**What you have to do:** Continue the letter from Robert Southey to Charles Collins below, starting after its last sentence.

**Supplied passage:**
>>>>
2. Robert Southey to Charles Collins, 10 [-11] December 1791

2. Robert Southey to Charles Collins, 10 [–11] December 1791 ⁠* 

Bath. Saturday. December 10 – 1791.

Dear Collins

The first hours of my arrival are devoted to you & you will excuse the inaccuries which fall from the pen of one tormented with a horrible head ache. Wynn will be in town Monday next see him as my substitute at Bedfords & settle whatever you think proper in my name but insist upon avowing the paper from Westminster as otherwise it must descend to oblivion & the chandlers shop. by dating it thence it will burst into notice very probably acquire correspondents & insure a good local sale. old Westminsters at Oxford & Cambridge will be glad to see some sparks of genius from their old habitation. should it fail it cannot well be worse than the Trifler  [1]  should it succeed it will retrieve the reputation of the school & establish our own. Allow me to say I do not much doubt of success. naturally sanguine in my expectations I think I may be so now with justice. Bedford Wynn & Strachey are either of them equal to any of the authors of the Trifler & if I thought my verses only equal to those in that paper I would burn every line. remember what Rough said the other day & allow my vanity not half so bad as if I affected modesty.
<<<<
**Stored data:**
>>>>
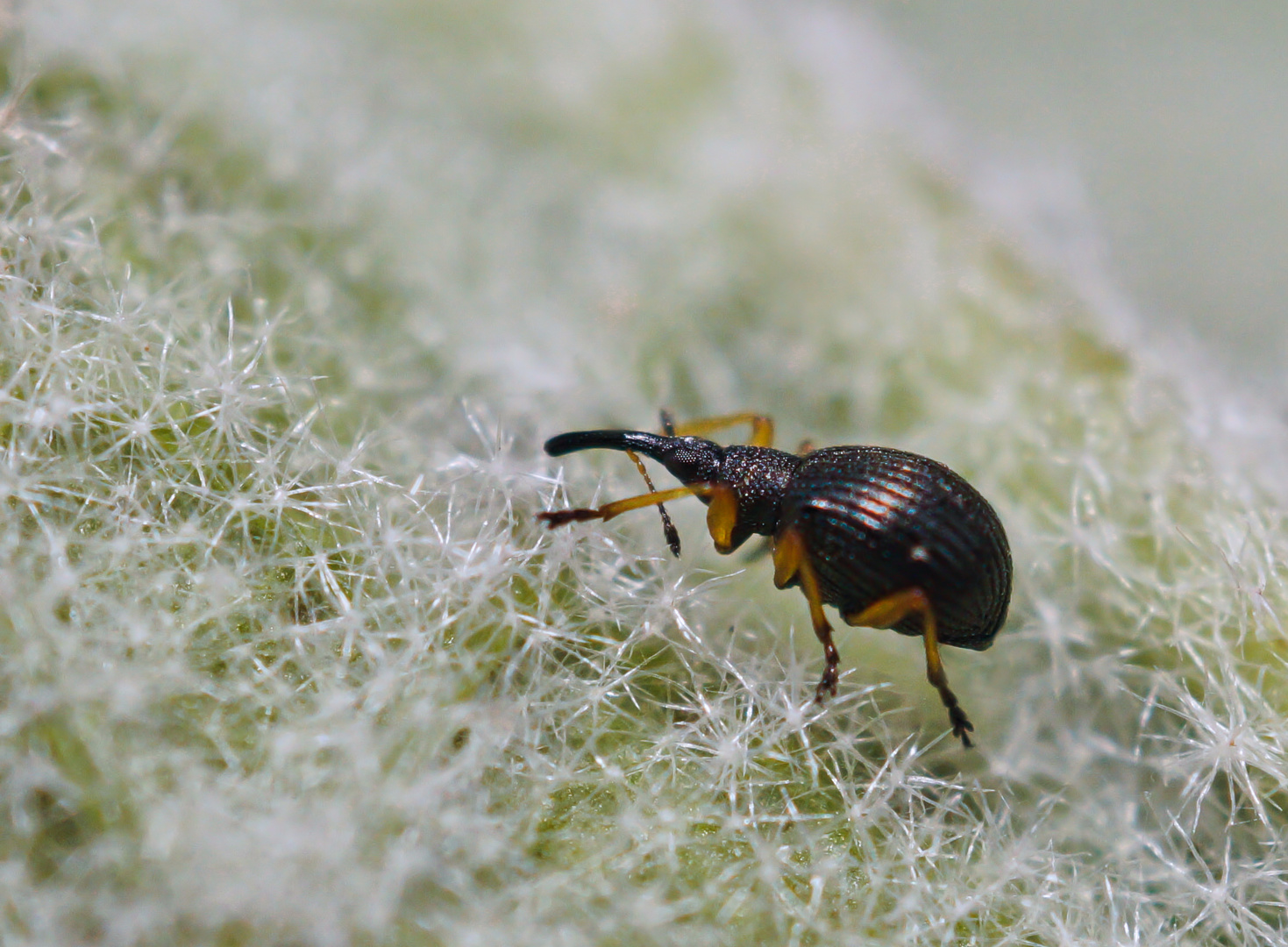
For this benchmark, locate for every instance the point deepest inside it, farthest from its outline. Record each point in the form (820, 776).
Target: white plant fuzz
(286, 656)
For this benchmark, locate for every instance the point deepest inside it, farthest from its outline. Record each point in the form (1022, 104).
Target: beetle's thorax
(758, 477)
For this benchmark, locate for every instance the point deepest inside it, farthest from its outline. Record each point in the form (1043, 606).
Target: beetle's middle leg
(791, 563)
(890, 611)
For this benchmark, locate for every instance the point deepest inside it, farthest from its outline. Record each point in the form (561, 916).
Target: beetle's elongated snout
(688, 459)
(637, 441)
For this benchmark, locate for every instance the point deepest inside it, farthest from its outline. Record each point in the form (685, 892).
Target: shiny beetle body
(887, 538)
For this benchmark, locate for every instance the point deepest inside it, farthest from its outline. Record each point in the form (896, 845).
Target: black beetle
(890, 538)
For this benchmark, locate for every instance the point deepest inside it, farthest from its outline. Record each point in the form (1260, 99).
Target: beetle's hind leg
<<<<
**Reply:**
In my journey down a train of ideas crowded into my mind about the holyday task & I fancy I shall succeed – first invoke Winter describe his seat amongst the Andes – Iceland – the Glaciers. Lapland. Siberia, the exiles there. then paint the climate of India & the insufferable heat. happy climate of England. the pleasures of a wintry season. Christmas. the games of chess & backgammon by the fire. theatres. assemblies – dancing. & conclude with considering Winter in a moral light. I forgot to arrange Ovid  [2]  in exile properly. take the few lines of the beginning.

Sovereign of the shivering hall
Thee o Winter thee I call
Come then from thy frozen seat
Come from thy secret sad retreat
Come with all thy train along
Come inspire the festive throng.
High where the sullen Andes rear their heads
There holds the hoary sire his silent reign
Where aye the snow a silver mantle spreads
When the hot dog star scorches all the plain.  [3] 

some images from Job may be introduced here & I think I can extend it to an hundred or 150 lines without flagging.


Sunday Morning.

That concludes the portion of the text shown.